[Start Page text]

In Part One of this series, we introduced some of the issues raised by implementation of SUNY’s “Seamless Transfer” (SST) plan, the stated goal of which is to increase student mobility and graduation rates by making it easier for students to transfer from college to college within the SUNY system. Most of you probably encountered SST for the first time when your department reviewed the proposal under consideration by the College-Wide Curriculum Committee (CWCC) for how to accommodate the reduction to 64 credits that SST will require of most degree programs. That document, which represents a tremendous amount of work on the part of those who put it together, outlines an elegant and well-considered response to the SST-mandated credit reduction. However, that document does not place SST in any context larger than Nassau Community College’s degree programs, and so the document does not address the very serious concerns about SST that have been raised SUNY-wide by the Faculty Council of Community Colleges (FCCC), the University Faculty Senate (UFS), United University Professions (UUP), as well as the unions, governance bodies, and even administrators of many other two and four-year institutions. In this post and the posts that follow, we’d like to tell you why we share those concerns and explain why we think it is important for NCC to oppose SUNY’s Seamless Transfer—despite any narrow, short-term benefits that individual aspects of the initiative might bring to students.

[End Page text]
[Start Material shown]

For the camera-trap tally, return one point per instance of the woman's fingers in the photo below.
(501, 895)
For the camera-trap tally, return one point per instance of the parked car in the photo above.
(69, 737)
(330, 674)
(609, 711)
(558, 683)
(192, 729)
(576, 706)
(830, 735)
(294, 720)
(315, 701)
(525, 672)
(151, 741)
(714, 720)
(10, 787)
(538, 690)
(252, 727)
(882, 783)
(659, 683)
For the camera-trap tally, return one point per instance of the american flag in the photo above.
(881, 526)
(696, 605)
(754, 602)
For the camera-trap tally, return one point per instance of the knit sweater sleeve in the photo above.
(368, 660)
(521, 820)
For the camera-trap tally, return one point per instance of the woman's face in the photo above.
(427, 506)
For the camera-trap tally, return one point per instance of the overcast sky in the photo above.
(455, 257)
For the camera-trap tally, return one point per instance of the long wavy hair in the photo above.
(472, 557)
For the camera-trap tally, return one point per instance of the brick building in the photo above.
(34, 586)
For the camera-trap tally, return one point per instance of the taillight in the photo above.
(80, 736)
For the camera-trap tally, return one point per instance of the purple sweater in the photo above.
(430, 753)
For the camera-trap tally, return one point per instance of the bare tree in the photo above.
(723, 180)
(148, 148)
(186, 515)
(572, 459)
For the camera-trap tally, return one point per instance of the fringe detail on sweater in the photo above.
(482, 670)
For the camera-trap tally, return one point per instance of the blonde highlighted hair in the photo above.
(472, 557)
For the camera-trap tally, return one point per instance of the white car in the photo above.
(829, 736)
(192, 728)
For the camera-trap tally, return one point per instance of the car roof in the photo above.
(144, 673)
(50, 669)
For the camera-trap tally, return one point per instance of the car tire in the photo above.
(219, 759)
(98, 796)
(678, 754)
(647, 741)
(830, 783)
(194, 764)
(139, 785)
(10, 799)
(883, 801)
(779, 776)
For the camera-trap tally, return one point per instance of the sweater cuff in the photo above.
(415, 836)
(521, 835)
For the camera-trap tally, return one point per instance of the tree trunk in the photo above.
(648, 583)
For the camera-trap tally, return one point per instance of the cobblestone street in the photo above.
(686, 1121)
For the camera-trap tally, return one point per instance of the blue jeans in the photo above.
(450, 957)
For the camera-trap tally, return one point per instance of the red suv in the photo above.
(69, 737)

[End Material shown]

Required work — Reproduce the full passage on SUNY's Seamless Transfer plan word for word.

Task output —
In Part One of this series, we introduced some of the issues raised by implementation of SUNY’s “Seamless Transfer” (SST) plan, the stated goal of which is to increase student mobility and graduation rates by making it easier for students to transfer from college to college within the SUNY system. Most of you probably encountered SST for the first time when your department reviewed the proposal under consideration by the College-Wide Curriculum Committee (CWCC) for how to accommodate the reduction to 64 credits that SST will require of most degree programs. That document, which represents a tremendous amount of work on the part of those who put it together, outlines an elegant and well-considered response to the SST-mandated credit reduction. However, that document does not place SST in any context larger than Nassau Community College’s degree programs, and so the document does not address the very serious concerns about SST that have been raised SUNY-wide by the Faculty Council of Community Colleges (FCCC), the University Faculty Senate (UFS), United University Professions (UUP), as well as the unions, governance bodies, and even administrators of many other two and four-year institutions. In this post and the posts that follow, we’d like to tell you why we share those concerns and explain why we think it is important for NCC to oppose SUNY’s Seamless Transfer—despite any narrow, short-term benefits that individual aspects of the initiative might bring to students.